[Natural language region descriptions]
- Opening Delimiter -
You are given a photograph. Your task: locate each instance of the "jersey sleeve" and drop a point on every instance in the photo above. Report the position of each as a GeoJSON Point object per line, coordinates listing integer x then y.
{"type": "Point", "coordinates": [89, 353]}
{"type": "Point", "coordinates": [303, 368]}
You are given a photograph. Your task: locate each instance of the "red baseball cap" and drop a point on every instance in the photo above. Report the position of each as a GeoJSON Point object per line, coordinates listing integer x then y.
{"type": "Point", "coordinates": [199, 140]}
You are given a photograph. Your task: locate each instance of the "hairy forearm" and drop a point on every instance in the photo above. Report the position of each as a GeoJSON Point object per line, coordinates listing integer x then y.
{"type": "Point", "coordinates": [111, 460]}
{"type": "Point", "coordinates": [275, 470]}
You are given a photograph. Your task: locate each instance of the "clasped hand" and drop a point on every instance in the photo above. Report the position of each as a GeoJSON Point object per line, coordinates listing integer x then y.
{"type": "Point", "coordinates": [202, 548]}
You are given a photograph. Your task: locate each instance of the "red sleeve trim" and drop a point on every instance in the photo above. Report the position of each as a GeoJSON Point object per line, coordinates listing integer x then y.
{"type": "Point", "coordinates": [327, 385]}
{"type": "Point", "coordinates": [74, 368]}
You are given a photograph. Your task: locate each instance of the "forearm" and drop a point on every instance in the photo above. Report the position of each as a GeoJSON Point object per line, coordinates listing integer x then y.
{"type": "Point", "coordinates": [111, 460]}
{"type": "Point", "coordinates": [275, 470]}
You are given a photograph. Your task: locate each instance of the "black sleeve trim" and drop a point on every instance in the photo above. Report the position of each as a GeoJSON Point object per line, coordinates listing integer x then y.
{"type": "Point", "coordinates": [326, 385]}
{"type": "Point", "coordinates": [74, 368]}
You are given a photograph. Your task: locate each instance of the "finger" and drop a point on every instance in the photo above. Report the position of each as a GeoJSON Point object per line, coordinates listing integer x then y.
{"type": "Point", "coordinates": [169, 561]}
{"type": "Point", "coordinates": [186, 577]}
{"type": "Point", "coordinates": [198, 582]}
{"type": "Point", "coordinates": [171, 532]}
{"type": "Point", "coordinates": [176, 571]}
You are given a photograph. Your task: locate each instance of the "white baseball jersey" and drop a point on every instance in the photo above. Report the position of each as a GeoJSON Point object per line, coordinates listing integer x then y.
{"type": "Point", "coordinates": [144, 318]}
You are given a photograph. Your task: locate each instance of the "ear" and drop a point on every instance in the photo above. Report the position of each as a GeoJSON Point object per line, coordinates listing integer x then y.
- Closing Delimiter -
● **Task brief**
The answer must be an exact reproduction of all the records.

● **Response box**
You are given a photograph. Your task: locate each instance of the "jersey sleeve" and drop a point on every instance in the photo above. Report the position of each as a GeoJSON Point object per line, coordinates listing integer x then y.
{"type": "Point", "coordinates": [89, 353]}
{"type": "Point", "coordinates": [303, 368]}
You are given a photograph. Your task: locate each instance of the "red baseball cap" and drop a point on every instance in the photo above. Report the position of each as a GeoJSON Point object per line, coordinates listing integer x then y.
{"type": "Point", "coordinates": [199, 140]}
You are given a photograph. Your task: locate each instance of the "hairy forearm" and drop a point on every instance in the photo above. Report the position of each as a GeoJSON Point object per line, coordinates listing integer x then y.
{"type": "Point", "coordinates": [111, 460]}
{"type": "Point", "coordinates": [275, 470]}
You are given a photograph. Your task: locate each instance of the "clasped hand" and drop a point on every instance in the photo above. Report the position of each as a GeoJSON Point object per line, coordinates listing integer x then y.
{"type": "Point", "coordinates": [202, 548]}
You are given a photograph. Your task: locate each instance of the "red sleeve trim" and drop a point on every instance in the photo above. Report the position of each as a GeoJSON Point object per line, coordinates listing integer x then y.
{"type": "Point", "coordinates": [327, 385]}
{"type": "Point", "coordinates": [74, 368]}
You are given a photograph. Your task: locate each instance of the "forearm" and drop a point on every instance in the photo above. Report the position of each as a GeoJSON Point object per line, coordinates listing integer x then y.
{"type": "Point", "coordinates": [111, 460]}
{"type": "Point", "coordinates": [275, 470]}
You are given a photograph. Your task: locate each instance of the "black sleeve trim" and drop a point on every instance in the photo above. Report the position of each as a GeoJSON Point object per line, coordinates listing integer x then y.
{"type": "Point", "coordinates": [326, 385]}
{"type": "Point", "coordinates": [74, 368]}
You are given a photograph. Your task: locate each instance of the "finger" and drop a point on every instance in the photo above. Report the position of each as a GeoJSON Point object per line, coordinates listing integer x then y.
{"type": "Point", "coordinates": [169, 561]}
{"type": "Point", "coordinates": [186, 577]}
{"type": "Point", "coordinates": [198, 582]}
{"type": "Point", "coordinates": [171, 532]}
{"type": "Point", "coordinates": [176, 571]}
You are given a photograph. Your task: locate each instance of the "white baseball jersey" and drop a point on every instance in the photo above. Report the position of each as a GeoJSON Point object per line, coordinates listing integer x then y.
{"type": "Point", "coordinates": [144, 318]}
You are given a photograph. Your task: locate each instance of the "ear" and drop a point on every instance in the photo above. Report the position of each as a GeoJSON Point object per line, coordinates listing integer x then y.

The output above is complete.